Dati dell'esercizio |
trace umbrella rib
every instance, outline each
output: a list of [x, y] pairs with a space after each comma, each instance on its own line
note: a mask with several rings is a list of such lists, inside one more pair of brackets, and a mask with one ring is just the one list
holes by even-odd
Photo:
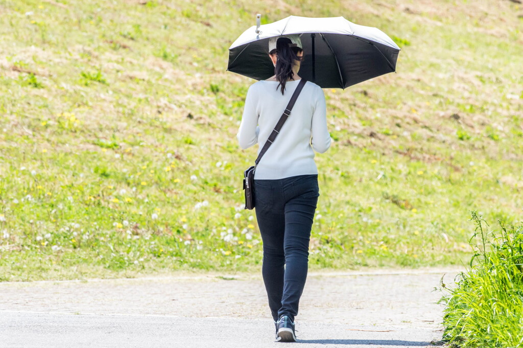
[[[236, 56], [236, 58], [234, 58], [234, 60], [233, 60], [233, 61], [232, 61], [232, 62], [231, 62], [231, 64], [229, 64], [229, 66], [230, 66], [232, 65], [232, 64], [233, 64], [234, 63], [234, 62], [235, 62], [235, 61], [236, 61], [236, 60], [238, 59], [238, 57], [240, 57], [240, 55], [242, 55], [242, 53], [243, 53], [243, 51], [245, 50], [245, 49], [246, 49], [246, 48], [247, 48], [247, 47], [249, 47], [249, 46], [251, 46], [251, 42], [249, 42], [248, 43], [247, 43], [247, 44], [246, 44], [246, 45], [245, 46], [245, 47], [243, 48], [243, 50], [242, 50], [242, 51], [241, 51], [241, 52], [240, 52], [239, 53], [238, 53], [238, 54], [237, 54], [237, 55]], [[227, 68], [227, 70], [229, 70], [229, 68]]]
[[325, 37], [323, 36], [323, 34], [320, 33], [320, 35], [322, 37], [322, 38], [323, 39], [323, 41], [325, 42], [325, 43], [327, 44], [327, 47], [328, 47], [328, 49], [331, 50], [331, 52], [332, 52], [333, 55], [334, 56], [334, 60], [336, 61], [336, 66], [338, 68], [338, 73], [339, 74], [339, 78], [342, 80], [342, 88], [344, 88], [345, 83], [343, 81], [343, 75], [342, 75], [342, 70], [339, 69], [339, 63], [338, 63], [338, 57], [336, 56], [336, 53], [334, 53], [332, 48], [331, 47], [331, 45], [329, 44], [328, 41], [327, 41], [326, 39], [325, 39]]
[[362, 41], [363, 42], [366, 42], [367, 43], [368, 43], [369, 44], [370, 44], [370, 46], [372, 46], [375, 49], [376, 49], [377, 50], [378, 50], [378, 51], [380, 52], [380, 53], [381, 54], [381, 55], [383, 56], [383, 57], [384, 58], [385, 58], [385, 60], [386, 61], [387, 63], [389, 64], [389, 66], [390, 66], [390, 68], [391, 69], [392, 69], [392, 71], [393, 71], [394, 72], [396, 72], [396, 69], [395, 69], [394, 68], [394, 66], [392, 65], [392, 63], [391, 63], [390, 61], [389, 61], [389, 59], [387, 58], [386, 57], [385, 57], [385, 54], [383, 54], [383, 53], [382, 52], [381, 52], [381, 50], [380, 50], [380, 49], [379, 49], [378, 48], [378, 47], [376, 46], [376, 45], [374, 44], [374, 43], [373, 42], [372, 42], [371, 41], [366, 41], [365, 40], [362, 40], [361, 39], [359, 38], [357, 36], [353, 36], [353, 35], [348, 35], [348, 36], [350, 36], [351, 37], [354, 38], [355, 39], [357, 39], [358, 40], [359, 40], [360, 41]]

Consegna |
Stampa di nuovo, senza alcuna modifica, tutte le righe dei dati riportati sopra. Lascia fuori le immagini.

Risposta attesa |
trace umbrella rib
every instance, outline each
output: a list of [x, y] pairs with a space after each comma, each instance on its own line
note: a mask with several rings is a list of such lists, inside one more pair of brackets, and a mask with one ring is just the one list
holes by even-odd
Photo:
[[[236, 56], [236, 58], [234, 58], [234, 60], [233, 60], [233, 61], [232, 61], [232, 62], [231, 62], [231, 64], [229, 64], [229, 66], [230, 66], [232, 65], [232, 64], [233, 64], [234, 63], [234, 62], [235, 62], [235, 61], [236, 61], [236, 60], [238, 59], [238, 57], [240, 57], [240, 55], [242, 55], [242, 53], [243, 53], [243, 51], [245, 50], [245, 49], [246, 49], [246, 48], [247, 48], [247, 47], [249, 47], [249, 46], [251, 46], [251, 42], [249, 42], [248, 43], [247, 43], [247, 44], [246, 44], [246, 45], [245, 46], [245, 47], [243, 48], [243, 50], [242, 50], [242, 51], [241, 51], [241, 52], [240, 52], [239, 53], [238, 53], [238, 54], [237, 54], [237, 55]], [[227, 68], [227, 70], [229, 70], [229, 68]]]
[[325, 37], [323, 36], [323, 34], [320, 33], [320, 35], [322, 37], [322, 38], [323, 39], [323, 41], [325, 42], [325, 43], [327, 44], [327, 47], [328, 47], [328, 49], [331, 50], [331, 52], [332, 52], [333, 55], [334, 56], [334, 60], [336, 61], [336, 66], [338, 68], [338, 73], [339, 74], [339, 78], [342, 80], [342, 88], [344, 88], [345, 83], [343, 81], [343, 75], [342, 75], [342, 70], [339, 69], [339, 63], [338, 63], [338, 57], [336, 56], [336, 53], [334, 53], [332, 48], [331, 47], [331, 45], [329, 44], [328, 41], [327, 41], [326, 39], [325, 39]]
[[362, 41], [363, 42], [366, 42], [367, 43], [368, 43], [369, 44], [370, 44], [370, 46], [372, 46], [375, 49], [376, 49], [377, 50], [378, 50], [378, 51], [380, 52], [380, 53], [381, 54], [381, 55], [383, 56], [383, 57], [384, 58], [385, 58], [385, 60], [386, 61], [387, 63], [389, 64], [389, 66], [390, 66], [390, 68], [391, 69], [392, 69], [392, 71], [393, 71], [394, 72], [396, 72], [396, 69], [395, 69], [394, 68], [394, 66], [392, 65], [392, 63], [391, 63], [390, 61], [389, 61], [389, 59], [387, 58], [386, 57], [385, 57], [385, 54], [383, 54], [383, 53], [382, 52], [381, 52], [381, 50], [380, 50], [380, 49], [379, 49], [378, 48], [378, 47], [376, 46], [376, 45], [374, 44], [374, 43], [373, 42], [372, 42], [371, 41], [366, 41], [365, 40], [362, 40], [361, 39], [359, 38], [357, 36], [353, 36], [353, 35], [348, 35], [348, 36], [350, 36], [351, 37], [354, 38], [355, 39], [357, 39], [358, 40], [359, 40], [360, 41]]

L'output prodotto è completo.